Вопросы, поставленные Чжуан-цзы, затрагивают проблему свободы интеллекта. В своём размышлении, он мечтает, подобно энергии Ци, объять землю, солнце, звёзды, проникнуть во все уголки Вселенной. И он убеждён, что только свободное сознание делает человека свободным, может привести его к знаниям. Его аргументация проста: Спящий пребывает в плену сна, но если, проснувшись, человек продолжает находиться в оковах привязанностей, предрассудков, обычаев, суеверий, привычек, страхов, чем его жизнь отличается от видения сна? Можно ли с уверенностью утверждать, что он проснулся? Как мы можем определить, что он бодрствует, если круг его инстинктивных интересов, верований продолжается оставаться иллюзорным? Интеллект Чжуан-цзы направляется жаждой познания великого философа. Его мысли беспристрастны и не привязаны к личным горестным обстоятельствам личной жизни. Они диктуются сознанием, отбросившим всё то, что заботит тело. Это истинное философское размышление, не расчленяющее Мир на своих и чужих, личное и общее, направляемое только стремлением к знанию. Святой, в его утверждении, не тот, кто творит чудеса, а кто наблюдая частное понимает общее.

-=-=-

Письменное задание:
Ответьте на вопросы по отрывку о Чжуан-цзы выше:
(a) Что, по убеждению Чжуан-цзы, делает человека свободным?
(b) Чем направляется интеллект Чжуан-цзы?
(c) Кого Чжуан-цзы называет святым?

-=-=-

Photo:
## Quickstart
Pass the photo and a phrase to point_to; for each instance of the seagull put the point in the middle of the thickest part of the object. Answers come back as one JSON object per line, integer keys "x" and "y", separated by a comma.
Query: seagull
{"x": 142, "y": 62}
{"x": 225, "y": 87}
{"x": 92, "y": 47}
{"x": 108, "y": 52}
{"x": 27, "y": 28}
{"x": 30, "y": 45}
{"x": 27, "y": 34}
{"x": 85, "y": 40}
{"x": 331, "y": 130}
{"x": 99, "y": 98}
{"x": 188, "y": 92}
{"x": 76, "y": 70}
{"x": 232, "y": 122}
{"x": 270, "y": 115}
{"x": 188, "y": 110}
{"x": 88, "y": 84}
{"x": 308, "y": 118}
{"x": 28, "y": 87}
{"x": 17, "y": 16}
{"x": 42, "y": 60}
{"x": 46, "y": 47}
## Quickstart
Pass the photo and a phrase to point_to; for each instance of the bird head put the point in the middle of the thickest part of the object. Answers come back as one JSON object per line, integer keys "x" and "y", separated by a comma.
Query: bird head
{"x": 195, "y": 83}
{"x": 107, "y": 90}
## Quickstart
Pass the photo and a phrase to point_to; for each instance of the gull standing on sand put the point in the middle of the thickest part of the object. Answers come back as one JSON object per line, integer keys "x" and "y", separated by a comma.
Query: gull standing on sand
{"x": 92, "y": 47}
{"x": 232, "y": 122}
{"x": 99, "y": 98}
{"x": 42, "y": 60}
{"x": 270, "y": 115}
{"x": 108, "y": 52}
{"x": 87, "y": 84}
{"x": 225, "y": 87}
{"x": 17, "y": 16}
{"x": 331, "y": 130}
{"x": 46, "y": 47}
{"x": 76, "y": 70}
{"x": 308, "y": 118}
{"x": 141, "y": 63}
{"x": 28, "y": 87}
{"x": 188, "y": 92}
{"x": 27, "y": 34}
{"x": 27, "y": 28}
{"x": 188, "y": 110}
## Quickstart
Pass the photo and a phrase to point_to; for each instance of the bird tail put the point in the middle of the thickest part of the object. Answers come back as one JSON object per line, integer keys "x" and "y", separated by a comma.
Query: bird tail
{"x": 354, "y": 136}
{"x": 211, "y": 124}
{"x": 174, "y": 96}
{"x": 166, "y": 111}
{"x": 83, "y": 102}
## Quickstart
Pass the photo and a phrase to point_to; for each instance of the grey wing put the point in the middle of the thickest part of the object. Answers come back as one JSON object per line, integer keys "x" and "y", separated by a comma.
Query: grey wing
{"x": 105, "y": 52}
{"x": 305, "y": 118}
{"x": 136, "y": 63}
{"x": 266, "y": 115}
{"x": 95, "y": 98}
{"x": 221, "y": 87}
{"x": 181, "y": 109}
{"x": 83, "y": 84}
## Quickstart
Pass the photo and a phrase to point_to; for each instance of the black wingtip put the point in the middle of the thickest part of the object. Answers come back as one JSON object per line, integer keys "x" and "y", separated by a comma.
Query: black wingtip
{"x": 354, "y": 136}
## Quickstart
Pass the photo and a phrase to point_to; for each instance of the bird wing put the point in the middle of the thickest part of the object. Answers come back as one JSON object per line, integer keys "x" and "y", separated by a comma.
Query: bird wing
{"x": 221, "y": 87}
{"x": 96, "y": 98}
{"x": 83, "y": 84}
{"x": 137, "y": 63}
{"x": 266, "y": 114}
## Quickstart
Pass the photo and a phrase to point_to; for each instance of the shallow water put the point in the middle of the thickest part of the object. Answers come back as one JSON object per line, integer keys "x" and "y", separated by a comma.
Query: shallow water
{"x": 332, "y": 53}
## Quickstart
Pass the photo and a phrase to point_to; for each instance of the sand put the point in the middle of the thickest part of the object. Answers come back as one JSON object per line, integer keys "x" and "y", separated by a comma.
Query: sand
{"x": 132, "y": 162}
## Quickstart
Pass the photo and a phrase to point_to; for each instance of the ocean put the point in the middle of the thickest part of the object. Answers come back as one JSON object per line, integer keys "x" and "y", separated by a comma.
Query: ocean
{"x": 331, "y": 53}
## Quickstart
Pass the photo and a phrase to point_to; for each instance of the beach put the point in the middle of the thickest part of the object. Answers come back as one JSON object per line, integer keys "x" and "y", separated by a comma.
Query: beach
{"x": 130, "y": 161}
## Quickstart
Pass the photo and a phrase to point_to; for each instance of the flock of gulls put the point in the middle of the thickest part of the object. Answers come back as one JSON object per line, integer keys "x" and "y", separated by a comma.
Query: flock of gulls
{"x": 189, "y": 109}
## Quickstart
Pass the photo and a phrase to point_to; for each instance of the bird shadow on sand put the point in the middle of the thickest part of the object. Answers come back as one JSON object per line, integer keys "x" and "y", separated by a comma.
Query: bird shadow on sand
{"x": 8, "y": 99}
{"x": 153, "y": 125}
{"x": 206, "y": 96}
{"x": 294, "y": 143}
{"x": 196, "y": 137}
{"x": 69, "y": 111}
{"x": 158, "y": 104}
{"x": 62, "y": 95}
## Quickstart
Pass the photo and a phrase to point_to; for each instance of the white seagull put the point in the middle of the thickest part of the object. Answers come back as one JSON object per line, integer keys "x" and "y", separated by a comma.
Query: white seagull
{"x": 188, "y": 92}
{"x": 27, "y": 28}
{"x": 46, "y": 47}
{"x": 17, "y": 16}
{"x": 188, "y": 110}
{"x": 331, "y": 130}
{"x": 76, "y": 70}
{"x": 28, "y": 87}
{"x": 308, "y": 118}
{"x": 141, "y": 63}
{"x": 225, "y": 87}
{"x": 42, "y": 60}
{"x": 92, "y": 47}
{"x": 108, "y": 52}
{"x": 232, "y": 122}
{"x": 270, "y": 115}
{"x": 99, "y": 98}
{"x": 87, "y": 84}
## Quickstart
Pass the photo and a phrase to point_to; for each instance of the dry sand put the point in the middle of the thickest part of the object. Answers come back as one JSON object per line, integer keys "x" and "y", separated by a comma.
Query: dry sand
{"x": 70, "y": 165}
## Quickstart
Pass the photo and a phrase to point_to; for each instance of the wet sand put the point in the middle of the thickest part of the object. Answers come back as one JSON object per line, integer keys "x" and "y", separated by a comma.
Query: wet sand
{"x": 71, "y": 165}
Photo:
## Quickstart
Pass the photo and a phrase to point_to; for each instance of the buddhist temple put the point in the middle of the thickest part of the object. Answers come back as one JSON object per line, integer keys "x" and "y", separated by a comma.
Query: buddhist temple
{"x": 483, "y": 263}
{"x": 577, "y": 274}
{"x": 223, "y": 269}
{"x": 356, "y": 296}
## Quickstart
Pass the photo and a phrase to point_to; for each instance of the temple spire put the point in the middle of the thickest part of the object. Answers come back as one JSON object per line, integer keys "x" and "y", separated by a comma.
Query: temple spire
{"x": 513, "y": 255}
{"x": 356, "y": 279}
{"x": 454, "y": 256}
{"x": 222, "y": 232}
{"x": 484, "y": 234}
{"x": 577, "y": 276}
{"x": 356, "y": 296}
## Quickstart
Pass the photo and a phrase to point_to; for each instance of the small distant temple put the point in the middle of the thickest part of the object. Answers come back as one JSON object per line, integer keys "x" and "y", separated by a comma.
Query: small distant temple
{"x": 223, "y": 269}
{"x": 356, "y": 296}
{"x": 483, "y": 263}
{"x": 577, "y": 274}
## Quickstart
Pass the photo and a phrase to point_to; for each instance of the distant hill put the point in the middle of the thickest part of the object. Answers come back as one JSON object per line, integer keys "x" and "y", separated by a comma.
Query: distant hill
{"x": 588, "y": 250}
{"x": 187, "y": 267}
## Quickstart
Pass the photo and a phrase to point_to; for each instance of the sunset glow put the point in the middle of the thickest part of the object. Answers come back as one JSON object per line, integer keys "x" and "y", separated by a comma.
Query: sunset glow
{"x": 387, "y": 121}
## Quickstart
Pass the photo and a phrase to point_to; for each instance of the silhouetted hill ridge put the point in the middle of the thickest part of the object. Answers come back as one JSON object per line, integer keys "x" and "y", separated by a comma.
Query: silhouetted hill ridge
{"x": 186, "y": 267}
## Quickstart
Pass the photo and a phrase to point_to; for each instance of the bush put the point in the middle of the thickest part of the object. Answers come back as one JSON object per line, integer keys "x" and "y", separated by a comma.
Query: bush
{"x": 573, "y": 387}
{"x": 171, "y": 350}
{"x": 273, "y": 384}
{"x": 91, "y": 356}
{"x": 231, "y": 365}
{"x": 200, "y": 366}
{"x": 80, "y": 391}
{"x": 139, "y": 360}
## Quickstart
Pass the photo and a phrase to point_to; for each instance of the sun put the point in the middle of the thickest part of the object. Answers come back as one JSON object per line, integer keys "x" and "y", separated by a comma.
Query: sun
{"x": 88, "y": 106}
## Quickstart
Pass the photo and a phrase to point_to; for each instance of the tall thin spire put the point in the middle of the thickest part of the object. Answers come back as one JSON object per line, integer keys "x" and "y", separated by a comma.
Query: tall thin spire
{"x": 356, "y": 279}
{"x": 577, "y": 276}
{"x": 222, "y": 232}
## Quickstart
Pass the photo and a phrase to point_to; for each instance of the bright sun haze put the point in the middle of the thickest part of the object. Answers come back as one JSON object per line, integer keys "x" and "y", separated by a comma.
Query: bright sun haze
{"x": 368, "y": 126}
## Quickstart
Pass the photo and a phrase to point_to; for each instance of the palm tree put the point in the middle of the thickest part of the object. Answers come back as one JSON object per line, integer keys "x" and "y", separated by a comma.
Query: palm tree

-=-=-

Правильный ответ:
(a) Только свободное сознание делает человека свободным и может привести его к знаниям.
(b) Интеллект Чжуан-цзы направляется жаждой познания великого философа.
(c) Святой — не тот, кто творит чудеса, а тот, кто, наблюдая частное, понимает общее.